## Tarea
Reescribe las líneas del listado desde la que contiene "Expected: a single pin indicated on each instance of the row" hasta la que contiene "(202, 1066)", ambas incluidas, y cambia "tiger" por "leopard" sin modificar nada más.

## Información mostrada
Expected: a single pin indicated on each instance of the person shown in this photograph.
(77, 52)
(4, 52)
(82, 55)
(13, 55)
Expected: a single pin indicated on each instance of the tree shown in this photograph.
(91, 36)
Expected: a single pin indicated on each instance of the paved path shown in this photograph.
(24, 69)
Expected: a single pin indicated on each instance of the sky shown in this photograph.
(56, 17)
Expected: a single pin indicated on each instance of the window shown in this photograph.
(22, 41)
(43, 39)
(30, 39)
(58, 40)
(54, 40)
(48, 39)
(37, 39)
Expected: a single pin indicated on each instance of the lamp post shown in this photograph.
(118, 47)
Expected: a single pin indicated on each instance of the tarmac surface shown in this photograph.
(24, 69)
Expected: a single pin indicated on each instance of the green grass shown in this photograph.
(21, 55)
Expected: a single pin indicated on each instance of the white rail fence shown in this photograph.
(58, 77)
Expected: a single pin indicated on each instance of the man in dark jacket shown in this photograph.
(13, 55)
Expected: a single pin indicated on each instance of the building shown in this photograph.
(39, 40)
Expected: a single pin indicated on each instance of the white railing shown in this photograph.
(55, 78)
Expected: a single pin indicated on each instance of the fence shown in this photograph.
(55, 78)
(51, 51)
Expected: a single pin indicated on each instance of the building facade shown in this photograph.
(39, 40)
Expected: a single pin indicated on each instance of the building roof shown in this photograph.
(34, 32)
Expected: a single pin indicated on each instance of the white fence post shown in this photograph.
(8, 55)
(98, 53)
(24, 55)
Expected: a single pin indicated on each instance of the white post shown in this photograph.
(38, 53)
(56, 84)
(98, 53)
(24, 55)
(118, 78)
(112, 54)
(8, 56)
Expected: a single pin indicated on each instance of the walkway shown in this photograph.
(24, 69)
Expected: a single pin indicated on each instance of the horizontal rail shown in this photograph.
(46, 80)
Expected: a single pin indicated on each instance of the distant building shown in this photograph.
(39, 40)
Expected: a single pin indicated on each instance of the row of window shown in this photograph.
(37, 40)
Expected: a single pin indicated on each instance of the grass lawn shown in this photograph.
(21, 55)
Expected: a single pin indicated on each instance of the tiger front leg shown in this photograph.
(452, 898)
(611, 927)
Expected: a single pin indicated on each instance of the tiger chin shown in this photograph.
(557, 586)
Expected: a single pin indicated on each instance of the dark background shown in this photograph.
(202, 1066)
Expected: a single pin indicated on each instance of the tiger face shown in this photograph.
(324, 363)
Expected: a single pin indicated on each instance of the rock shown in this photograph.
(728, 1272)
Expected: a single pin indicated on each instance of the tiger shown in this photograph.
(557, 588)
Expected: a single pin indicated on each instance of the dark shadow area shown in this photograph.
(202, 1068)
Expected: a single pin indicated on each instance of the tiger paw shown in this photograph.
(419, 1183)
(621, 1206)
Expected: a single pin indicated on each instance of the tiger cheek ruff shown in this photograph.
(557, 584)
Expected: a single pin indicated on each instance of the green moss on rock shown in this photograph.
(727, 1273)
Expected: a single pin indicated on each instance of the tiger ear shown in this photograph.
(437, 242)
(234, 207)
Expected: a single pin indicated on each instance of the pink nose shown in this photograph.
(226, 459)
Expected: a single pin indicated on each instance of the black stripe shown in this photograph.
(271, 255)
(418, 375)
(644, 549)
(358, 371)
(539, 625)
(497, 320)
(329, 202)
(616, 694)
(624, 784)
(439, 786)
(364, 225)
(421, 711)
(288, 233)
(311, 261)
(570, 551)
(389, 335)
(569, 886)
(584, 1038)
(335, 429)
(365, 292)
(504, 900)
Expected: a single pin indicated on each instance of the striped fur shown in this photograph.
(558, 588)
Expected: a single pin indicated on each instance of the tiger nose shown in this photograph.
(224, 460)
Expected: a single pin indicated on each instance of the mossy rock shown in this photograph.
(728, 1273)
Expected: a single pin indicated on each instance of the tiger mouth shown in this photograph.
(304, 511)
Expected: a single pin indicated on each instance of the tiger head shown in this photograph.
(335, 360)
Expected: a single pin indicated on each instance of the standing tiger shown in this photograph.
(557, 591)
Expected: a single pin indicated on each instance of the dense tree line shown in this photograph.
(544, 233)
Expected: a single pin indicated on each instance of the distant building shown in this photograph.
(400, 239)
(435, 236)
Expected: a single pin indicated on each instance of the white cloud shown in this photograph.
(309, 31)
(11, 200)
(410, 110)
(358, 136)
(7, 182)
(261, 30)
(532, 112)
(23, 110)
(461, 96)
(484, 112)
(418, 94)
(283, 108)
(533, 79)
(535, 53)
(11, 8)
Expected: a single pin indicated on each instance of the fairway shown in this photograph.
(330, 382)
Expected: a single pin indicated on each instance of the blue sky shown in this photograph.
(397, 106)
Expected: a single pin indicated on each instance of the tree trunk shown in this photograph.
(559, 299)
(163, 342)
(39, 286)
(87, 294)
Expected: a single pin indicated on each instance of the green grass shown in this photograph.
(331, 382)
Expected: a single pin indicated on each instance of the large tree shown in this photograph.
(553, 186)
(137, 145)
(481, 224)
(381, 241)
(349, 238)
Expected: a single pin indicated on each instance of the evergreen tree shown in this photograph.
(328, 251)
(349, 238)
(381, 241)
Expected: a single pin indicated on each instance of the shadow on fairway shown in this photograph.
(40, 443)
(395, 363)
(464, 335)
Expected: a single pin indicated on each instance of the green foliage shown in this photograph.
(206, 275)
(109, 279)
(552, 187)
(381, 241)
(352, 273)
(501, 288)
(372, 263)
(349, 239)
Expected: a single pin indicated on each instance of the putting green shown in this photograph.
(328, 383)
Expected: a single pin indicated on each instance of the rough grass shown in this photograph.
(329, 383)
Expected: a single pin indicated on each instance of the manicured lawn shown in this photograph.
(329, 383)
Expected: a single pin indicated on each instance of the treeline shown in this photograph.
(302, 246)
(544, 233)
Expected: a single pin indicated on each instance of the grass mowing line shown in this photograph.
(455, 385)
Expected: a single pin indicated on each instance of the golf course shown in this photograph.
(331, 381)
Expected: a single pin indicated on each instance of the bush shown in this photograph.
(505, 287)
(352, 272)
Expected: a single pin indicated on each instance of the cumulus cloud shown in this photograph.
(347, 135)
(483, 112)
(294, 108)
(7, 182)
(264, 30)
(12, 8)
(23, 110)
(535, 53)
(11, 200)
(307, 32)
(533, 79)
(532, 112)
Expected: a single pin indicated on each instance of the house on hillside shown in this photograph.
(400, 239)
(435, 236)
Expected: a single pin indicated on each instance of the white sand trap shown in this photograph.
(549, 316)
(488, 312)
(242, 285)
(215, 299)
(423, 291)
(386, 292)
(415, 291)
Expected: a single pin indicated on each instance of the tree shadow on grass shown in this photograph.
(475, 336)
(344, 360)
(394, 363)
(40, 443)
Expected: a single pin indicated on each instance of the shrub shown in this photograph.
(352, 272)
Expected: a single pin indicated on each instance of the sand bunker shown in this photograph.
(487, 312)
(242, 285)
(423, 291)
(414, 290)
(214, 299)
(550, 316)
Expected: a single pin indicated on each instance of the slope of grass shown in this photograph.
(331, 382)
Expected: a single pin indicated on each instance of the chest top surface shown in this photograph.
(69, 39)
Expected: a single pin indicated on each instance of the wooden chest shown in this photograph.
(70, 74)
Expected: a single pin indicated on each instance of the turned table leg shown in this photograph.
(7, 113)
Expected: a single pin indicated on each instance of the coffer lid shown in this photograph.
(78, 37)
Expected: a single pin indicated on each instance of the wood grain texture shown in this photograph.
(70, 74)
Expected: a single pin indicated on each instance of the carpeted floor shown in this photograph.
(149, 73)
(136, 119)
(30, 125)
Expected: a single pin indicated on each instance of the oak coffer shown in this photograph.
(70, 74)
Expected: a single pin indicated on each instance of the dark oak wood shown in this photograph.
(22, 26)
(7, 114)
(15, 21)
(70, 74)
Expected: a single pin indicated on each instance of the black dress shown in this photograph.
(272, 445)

## Resultado esperado
Expected: a single pin indicated on each instance of the row of window shown in this photograph.
(37, 40)
Expected: a single pin indicated on each instance of the grass lawn shown in this photograph.
(21, 55)
Expected: a single pin indicated on each instance of the leopard front leg shown in this photograph.
(452, 898)
(611, 927)
Expected: a single pin indicated on each instance of the leopard chin shown in this photograph.
(557, 586)
Expected: a single pin indicated on each instance of the dark background shown in this photograph.
(202, 1066)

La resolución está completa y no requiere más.